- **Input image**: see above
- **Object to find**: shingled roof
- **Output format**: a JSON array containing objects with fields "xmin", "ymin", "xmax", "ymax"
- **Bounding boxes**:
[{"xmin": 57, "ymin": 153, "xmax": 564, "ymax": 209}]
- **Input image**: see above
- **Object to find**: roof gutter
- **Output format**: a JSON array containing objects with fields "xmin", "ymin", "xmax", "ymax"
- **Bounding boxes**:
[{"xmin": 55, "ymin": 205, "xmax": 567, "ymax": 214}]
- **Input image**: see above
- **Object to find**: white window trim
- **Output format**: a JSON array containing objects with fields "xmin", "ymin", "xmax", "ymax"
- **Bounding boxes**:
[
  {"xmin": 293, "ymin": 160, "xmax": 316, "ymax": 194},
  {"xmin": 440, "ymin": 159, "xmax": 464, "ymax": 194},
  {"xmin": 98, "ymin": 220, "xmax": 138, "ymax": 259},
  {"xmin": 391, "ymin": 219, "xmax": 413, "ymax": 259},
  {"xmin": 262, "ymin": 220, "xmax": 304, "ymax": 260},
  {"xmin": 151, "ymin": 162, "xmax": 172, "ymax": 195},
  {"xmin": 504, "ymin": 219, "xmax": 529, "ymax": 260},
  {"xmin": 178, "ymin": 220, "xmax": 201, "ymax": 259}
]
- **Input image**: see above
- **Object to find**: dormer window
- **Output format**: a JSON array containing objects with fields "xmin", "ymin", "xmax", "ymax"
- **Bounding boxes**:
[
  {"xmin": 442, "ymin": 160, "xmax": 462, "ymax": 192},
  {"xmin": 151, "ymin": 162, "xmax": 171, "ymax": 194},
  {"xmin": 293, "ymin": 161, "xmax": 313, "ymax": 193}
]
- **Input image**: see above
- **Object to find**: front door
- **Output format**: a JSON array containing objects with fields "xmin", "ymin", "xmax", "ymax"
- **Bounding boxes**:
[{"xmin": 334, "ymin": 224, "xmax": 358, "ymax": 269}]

+++

• _Problem details_
Which of the lines above contain the word "window"? Copy each of those lines in full.

• _In response_
- **Object to find**: white window trim
- **Object to find**: dormer window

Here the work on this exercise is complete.